▽

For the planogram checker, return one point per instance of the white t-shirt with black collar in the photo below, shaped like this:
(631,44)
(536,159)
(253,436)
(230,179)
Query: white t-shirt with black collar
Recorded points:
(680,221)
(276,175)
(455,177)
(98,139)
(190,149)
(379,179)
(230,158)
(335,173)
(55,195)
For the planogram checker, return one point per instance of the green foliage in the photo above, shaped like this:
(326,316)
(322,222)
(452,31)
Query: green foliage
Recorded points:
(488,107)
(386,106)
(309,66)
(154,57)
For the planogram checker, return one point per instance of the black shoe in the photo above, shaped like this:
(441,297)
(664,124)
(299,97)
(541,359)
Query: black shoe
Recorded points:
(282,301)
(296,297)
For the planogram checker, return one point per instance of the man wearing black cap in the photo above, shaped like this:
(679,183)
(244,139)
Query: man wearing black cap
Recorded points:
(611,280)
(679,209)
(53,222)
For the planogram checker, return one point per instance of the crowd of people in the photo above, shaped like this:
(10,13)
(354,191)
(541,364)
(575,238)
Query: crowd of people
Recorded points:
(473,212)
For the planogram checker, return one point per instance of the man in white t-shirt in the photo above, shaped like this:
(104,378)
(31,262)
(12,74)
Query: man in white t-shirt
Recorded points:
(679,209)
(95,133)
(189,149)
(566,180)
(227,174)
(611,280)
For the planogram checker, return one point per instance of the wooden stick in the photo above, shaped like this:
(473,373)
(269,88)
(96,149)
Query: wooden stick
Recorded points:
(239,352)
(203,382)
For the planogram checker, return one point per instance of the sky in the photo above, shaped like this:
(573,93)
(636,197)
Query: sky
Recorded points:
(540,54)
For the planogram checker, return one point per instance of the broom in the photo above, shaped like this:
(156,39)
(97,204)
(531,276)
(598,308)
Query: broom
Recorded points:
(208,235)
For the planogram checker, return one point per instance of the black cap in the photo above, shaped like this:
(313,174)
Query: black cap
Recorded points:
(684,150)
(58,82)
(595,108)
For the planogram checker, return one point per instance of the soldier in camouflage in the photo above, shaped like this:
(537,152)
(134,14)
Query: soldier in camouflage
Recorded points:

△

- _Task to carry out_
Nothing should be changed: write out all of the data as is.

- _Finished answer_
For the planogram checker, return one point per instance of the white t-shirt with black collar in the photo below, shaped like this:
(631,44)
(536,159)
(253,436)
(230,179)
Query: white t-shirt with black collar
Recorded points:
(680,221)
(276,175)
(455,177)
(98,139)
(190,149)
(379,179)
(230,158)
(335,173)
(55,195)
For the planogram checker, return one point per instance of the green foliage in the photo above, shaped like this:
(326,316)
(322,222)
(452,31)
Query: green foliage
Recorded points:
(488,107)
(386,106)
(309,66)
(154,57)
For the planogram checker, return one point per instance of the black shoe in the photo above, shaped like this:
(441,297)
(664,124)
(299,97)
(541,359)
Query: black shoe
Recorded points:
(282,301)
(296,297)
For the planogram checker, return one point per instance of the man wearing black cap in the photo above, shaped like this:
(679,183)
(244,139)
Query: man wearing black cap
Recorded points:
(611,280)
(679,209)
(53,222)
For the planogram checker, return one point per instance of the crowd of people in the photo above, shaped like this:
(10,13)
(354,191)
(541,364)
(575,238)
Query: crowd of people
Recorded points:
(473,212)
For the planogram checker, return one point per instance of the man in white t-shirt in the photo above, shaped like this:
(104,378)
(31,262)
(12,74)
Query: man in white t-shirt
Recorded points:
(679,209)
(95,133)
(189,149)
(566,180)
(227,174)
(611,280)
For the planogram checker, return one point per instance of the wooden stick in the photo above, shaped like this:
(473,373)
(269,88)
(96,149)
Query: wooden stick
Recorded points:
(239,352)
(203,382)
For the planogram checker, return one point per instance of the sky in the photo above, shaped like this:
(573,93)
(636,197)
Query: sky
Recorded points:
(540,54)
For the planogram checker, return one point per instance of the broom in the photo above, shaped like this:
(156,39)
(97,204)
(531,276)
(598,308)
Query: broom
Recorded points:
(208,235)
For the planogram checker, return one point per instance of the black cap in the photo above, shaped like this:
(313,174)
Query: black cap
Recorded points:
(684,150)
(58,82)
(595,108)
For the planogram checker, return one point per instance of the soldier in camouflage in the photo above, shaped like this:
(537,152)
(134,14)
Query: soldier in camouflage
Recorded points:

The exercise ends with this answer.